Data shown:

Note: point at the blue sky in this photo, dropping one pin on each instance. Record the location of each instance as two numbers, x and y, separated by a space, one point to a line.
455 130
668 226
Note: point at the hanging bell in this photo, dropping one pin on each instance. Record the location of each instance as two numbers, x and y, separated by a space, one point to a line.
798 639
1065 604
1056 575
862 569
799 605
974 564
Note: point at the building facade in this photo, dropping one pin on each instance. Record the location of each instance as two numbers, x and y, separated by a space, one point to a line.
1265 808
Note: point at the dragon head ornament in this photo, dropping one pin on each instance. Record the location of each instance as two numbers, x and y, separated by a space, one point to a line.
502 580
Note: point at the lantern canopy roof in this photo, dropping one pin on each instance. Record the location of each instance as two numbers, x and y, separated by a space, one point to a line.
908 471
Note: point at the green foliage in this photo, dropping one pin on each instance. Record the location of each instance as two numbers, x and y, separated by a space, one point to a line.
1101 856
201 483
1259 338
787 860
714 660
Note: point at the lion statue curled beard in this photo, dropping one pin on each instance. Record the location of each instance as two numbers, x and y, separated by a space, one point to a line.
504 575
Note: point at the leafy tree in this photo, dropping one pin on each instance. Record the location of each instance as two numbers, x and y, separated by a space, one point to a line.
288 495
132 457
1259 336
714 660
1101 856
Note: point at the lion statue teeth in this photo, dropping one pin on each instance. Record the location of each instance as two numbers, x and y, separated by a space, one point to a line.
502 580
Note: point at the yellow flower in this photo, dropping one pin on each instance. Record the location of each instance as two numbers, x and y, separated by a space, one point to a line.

==

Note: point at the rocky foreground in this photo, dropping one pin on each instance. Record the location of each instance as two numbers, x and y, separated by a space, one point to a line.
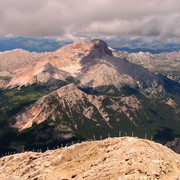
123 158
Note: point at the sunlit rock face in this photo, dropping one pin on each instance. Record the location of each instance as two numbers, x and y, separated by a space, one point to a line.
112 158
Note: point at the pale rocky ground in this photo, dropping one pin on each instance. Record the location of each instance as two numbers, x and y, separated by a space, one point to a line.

--

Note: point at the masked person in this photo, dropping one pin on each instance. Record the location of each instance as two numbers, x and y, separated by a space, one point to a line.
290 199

Stated task: Turn the entries above, from the line with "Note: point at the rocky" to the line with "Note: point at the pale", into a numbered list that skips blank lines. Leave the pictures out of your answer.

Written solution:
1. Note: point at the rocky foreground in this photo, dropping one pin on each instance. Record the location of each instance as two numbers, x and y, separated by a space, one point to a line.
2. 123 158
3. Note: point at the sunlit rock face in this photo, dropping one pin on each instance. Record the location of each instance as two numbers, x and y, separated by a space, one point to a line.
4. 112 158
5. Note: point at the pale rocky ground in this photo, dropping one pin on each instance. Record the location of each instance as two numbers, x and y, separated by a space, one point to a line.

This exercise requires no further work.